⟨
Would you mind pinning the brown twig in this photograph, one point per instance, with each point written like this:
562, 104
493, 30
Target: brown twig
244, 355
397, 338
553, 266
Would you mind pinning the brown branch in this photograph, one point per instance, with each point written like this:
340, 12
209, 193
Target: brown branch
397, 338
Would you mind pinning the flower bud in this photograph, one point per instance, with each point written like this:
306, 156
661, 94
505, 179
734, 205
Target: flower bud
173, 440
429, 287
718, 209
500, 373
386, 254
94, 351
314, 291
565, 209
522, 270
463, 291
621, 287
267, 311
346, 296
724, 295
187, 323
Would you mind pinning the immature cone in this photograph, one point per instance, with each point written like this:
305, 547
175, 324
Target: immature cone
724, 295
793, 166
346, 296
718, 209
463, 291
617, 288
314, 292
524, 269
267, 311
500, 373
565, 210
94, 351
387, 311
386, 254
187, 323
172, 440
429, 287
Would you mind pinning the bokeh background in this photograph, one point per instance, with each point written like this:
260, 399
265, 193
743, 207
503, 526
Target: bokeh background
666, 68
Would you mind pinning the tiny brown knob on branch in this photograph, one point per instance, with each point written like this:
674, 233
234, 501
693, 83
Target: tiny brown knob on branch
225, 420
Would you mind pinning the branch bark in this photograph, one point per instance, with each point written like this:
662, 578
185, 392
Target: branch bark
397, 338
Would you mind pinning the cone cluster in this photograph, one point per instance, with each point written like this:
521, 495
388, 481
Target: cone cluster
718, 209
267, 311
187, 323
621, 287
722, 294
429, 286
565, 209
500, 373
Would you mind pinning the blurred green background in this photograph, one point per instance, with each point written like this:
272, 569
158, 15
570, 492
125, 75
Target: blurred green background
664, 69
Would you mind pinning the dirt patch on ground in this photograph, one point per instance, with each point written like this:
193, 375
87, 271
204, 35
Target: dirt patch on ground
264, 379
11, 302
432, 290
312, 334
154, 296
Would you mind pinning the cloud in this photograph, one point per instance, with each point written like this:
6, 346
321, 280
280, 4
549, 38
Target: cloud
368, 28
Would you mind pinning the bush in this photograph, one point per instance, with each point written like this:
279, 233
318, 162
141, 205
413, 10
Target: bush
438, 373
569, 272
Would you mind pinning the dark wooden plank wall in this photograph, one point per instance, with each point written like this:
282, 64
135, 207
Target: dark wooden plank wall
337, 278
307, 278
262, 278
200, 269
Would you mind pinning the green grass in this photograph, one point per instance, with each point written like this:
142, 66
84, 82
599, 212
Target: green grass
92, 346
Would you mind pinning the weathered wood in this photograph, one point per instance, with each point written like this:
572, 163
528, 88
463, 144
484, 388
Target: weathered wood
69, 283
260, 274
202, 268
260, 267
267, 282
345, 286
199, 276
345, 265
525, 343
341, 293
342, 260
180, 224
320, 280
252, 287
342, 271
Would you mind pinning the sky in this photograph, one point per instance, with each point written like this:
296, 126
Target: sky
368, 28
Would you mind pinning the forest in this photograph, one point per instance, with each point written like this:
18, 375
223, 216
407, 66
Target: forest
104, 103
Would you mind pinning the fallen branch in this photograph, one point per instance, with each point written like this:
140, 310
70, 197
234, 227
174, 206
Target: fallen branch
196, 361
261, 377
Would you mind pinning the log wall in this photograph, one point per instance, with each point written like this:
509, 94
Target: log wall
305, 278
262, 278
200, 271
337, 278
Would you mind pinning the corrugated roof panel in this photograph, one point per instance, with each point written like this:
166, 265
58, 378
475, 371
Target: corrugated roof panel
⟩
Exercise
All of the entries need to be reproduced exactly; please write them out.

Solution for this problem
Would you mind pinning the brown twig in this photograph, one point per instance, with each point written like this:
562, 104
493, 30
Target: brown twig
244, 355
397, 338
553, 266
Would you mind pinning the brown branch in this photograph, one point per instance, with each point written like this:
340, 12
209, 193
Target: brown branch
397, 338
Would you mind pinning the flower bud in this photograph, one point per instance, with each point written like this:
306, 156
661, 94
505, 179
734, 205
Target: flower bud
173, 440
429, 287
718, 209
500, 373
386, 254
94, 351
314, 291
565, 209
522, 270
463, 291
621, 287
267, 311
346, 296
724, 295
187, 323
Would you mind pinning the immature cone in this photograph, one point per instance, with each point written like this:
305, 547
175, 324
Target: immature cone
724, 295
793, 166
346, 296
718, 209
463, 291
617, 288
314, 292
524, 269
267, 311
500, 373
565, 210
94, 351
387, 311
386, 254
187, 323
172, 440
429, 287
Would you mind pinning the bokeh background in this photograph, one point per instance, with each point written like this:
260, 399
265, 193
743, 207
503, 526
Target: bokeh background
666, 68
Would you mind pinning the tiny brown knob on branch in this photograph, one point per instance, with each point written like this:
674, 233
234, 501
693, 83
Target: tiny brown knob on branch
225, 420
Would you mind pinning the branch bark in this photograph, one point per instance, with each point written like this:
662, 578
185, 392
Target: branch bark
397, 338
Would you mind pinning the cone cluster in this photograph, one point per instance, with each point written like this:
521, 495
388, 481
Target: cone cluster
718, 209
267, 311
187, 323
621, 287
722, 294
429, 286
565, 209
500, 373
Would you mind pinning the blurred green background in this photograph, one point per instance, with each point written like this:
272, 569
158, 15
570, 492
125, 75
Target: blurred green background
664, 69
Would you mind pinning the dirt patch on ground in this photograph, one point per instance, with each point written like this:
193, 375
87, 271
204, 35
Target: dirt patch on ground
264, 379
11, 302
432, 290
312, 334
154, 296
Would you mind pinning the cloud in this photograph, one point per instance, with each point written like this:
6, 346
321, 280
280, 4
549, 38
Target: cloud
368, 28
Would you mind pinning the bush in this photograph, one point per instance, with each point written like this:
279, 233
318, 162
141, 205
413, 10
Target: bush
438, 373
569, 272
Would you mind pinning the dark wooden plank wall in this photograph, one point per instance, with each point written like this:
282, 64
135, 207
Target: dark wooden plank wall
337, 278
307, 278
262, 278
200, 269
Would you mind pinning the green grass in this photograph, one point per instance, with each point written like this:
142, 66
84, 82
599, 212
Target: green grass
92, 346
Would you mind pinning the weathered wood in this photograph, one point per instance, with each point written like this:
572, 163
528, 88
463, 144
484, 388
Target: weathered wood
69, 283
260, 274
202, 268
260, 267
267, 282
345, 286
199, 276
345, 265
525, 343
341, 293
342, 260
180, 224
320, 280
252, 287
342, 271
Would you mind pinning the sky in this photograph, one point per instance, with each point written like this:
296, 126
Target: sky
368, 28
Would you mind pinning the forest in this photograph, one point per instance, with each point written like this:
18, 375
223, 216
407, 66
Target: forest
104, 103
Would you mind pinning the fallen branch in this photograph, one point per instance, with each point written like this:
140, 310
70, 197
234, 227
174, 206
Target: fallen branch
196, 361
261, 377
Would you mind pinning the log wall in this photograph, one point per instance, with each point written like this:
509, 94
Target: log wall
305, 278
262, 278
200, 271
337, 278
Would you mind pinning the corrugated roof panel in this photograph, one point per instance, with each point written like this:
166, 265
58, 378
475, 371
Target: corrugated roof panel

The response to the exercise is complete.